Prepaid Warrant. This is a warrant issued by an issuer entitling the holder to exercise into a specified number of different securities, for no additional financial consideration, during a specified time period.
 
Present Value. The current worth of an amount to be received in the future.

Pre-Tax Profit Margin. This is the fiscal year pre-tax earnings from Continuing Operations (not including discontinued extraordinary items) divided by the fiscal year revenues, expressed as a percentage.
 
Price/Book Ratio. A financial ratio in which a company's Market Value is divided by its reported Book Value.

Price/Cash Flow Ratio. A financial ratio in which a company's Market Value is divided by its cash flow from operations.

Price/Earnings Ratio. A financial ratio in which a company's Market Value is divided by its earnings.

Price/Sales Ratio. A financial ratio in which a company's Market Value is divided by its sales.

Price-To-Book Ratio. Shareholders' equity divided by the number of shares of stock outstanding.

Price- Earnings Ratio. The market price of a common stock divided by annual earnings per share. Also called P/E ratio or P/E multiple. For instance, if a company's net earnings amount to $1 million and it has one million shares outstanding, its earnings per share are one $1. If its shares are trading at $10, then its P/E ratio is 10 to 1. It indicates what investors are willing to pay for one year of a company's earnings per share.

Primary Offering. A sale of securities directly by a company from stock that was previously unissued. An Initial Public Offering (IPO) is frequently referred to as primary offering, even though it may involve the sale of securities by stockholders.

Primary Market: The market for raising the new Money.

Prime Rate. The interest rate at which banks lend to their best customers.

- Short exercise 1
Write out the part of the financial glossary running from "Prepaid Warrant. This" through "specified time period.".
- Short exercise 2
Carry on the financial glossary after its last entry.

[Named-object pointing records]
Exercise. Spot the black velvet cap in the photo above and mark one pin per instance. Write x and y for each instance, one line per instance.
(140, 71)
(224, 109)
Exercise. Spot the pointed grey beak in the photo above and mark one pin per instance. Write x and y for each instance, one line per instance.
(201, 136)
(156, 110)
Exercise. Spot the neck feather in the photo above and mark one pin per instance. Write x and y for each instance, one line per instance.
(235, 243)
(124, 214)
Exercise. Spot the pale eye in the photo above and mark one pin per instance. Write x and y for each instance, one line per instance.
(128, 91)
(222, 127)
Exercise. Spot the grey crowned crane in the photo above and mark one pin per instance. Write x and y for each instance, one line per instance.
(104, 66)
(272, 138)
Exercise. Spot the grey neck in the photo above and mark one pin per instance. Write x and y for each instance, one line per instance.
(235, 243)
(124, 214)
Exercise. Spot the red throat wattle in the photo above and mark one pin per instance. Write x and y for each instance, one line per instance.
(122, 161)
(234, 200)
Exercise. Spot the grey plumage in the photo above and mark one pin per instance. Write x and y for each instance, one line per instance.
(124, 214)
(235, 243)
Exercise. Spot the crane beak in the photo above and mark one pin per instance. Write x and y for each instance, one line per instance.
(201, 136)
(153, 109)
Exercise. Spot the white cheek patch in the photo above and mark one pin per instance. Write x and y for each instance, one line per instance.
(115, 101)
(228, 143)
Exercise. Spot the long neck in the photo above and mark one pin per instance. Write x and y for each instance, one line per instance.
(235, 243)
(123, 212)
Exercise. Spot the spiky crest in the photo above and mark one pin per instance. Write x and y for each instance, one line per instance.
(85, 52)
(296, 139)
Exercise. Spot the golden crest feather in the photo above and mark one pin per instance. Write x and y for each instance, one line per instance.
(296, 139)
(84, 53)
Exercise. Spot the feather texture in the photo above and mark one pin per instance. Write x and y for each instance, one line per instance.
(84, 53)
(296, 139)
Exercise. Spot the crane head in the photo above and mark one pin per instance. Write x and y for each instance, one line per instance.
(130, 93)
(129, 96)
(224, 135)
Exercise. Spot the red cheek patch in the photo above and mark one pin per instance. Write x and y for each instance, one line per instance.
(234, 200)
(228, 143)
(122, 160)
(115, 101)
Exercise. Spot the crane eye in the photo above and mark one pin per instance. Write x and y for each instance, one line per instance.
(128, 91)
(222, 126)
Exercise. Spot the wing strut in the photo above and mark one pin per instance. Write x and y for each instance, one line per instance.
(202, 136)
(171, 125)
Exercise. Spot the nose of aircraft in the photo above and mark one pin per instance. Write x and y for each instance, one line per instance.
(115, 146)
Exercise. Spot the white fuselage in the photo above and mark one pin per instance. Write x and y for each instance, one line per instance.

- Exercise answer 1
Prepaid Warrant. This is a warrant issued by an issuer entitling the holder to exercise into a specified number of different securities, for no additional financial consideration, during a specified time period.

- Exercise answer 2
Primary Distribution. A new security issue, or one that is made available to investors for the first time.

Prime Interest Rate. The rate of interest charged by chartered banks to their most credit-worthy borrowers.

Principal. The person for whom a broker executes an order, or a dealer buying or selling for his own account. The term also may refer to a person's capital or to the face amount of a bond.

Private Equities. Described as equity securities of unlisted companies. Private equities are generally illiquid and thought of as a long-term investment. Private equity investments are not subject to the same high level of government regulation as stock offerings to the general public. Private equity is also far less liquid than publicly traded stock.

Private Investment in Public Equity (PIPE). This is a term used when a private investment or fund buys common stock for a company at a discount to the current market value per share.

Private Placement. A non-public distribution of securities in an offering that is exempt from the registration requirements of the Securities Act, usually to a limited number of sophisticated investors. Rule 506 Offerings are private placements that can be sold to an unlimited number of Accredited Investors. Put another way, it is the raising of capital via private rather than public placement. The result is the sale of securities to a relatively smaller number of investors. Private placements do not have to be registered with organizations such as the SEC because no public offering is involved.

Privately-Held Company. A company that has not sold any securities in a public offering, or otherwise become subject to the reporting requirements of the Securities Exchange Act. Businesses that have sold securities in a private placement generally remain private as long as there are limited number of outside securities holders.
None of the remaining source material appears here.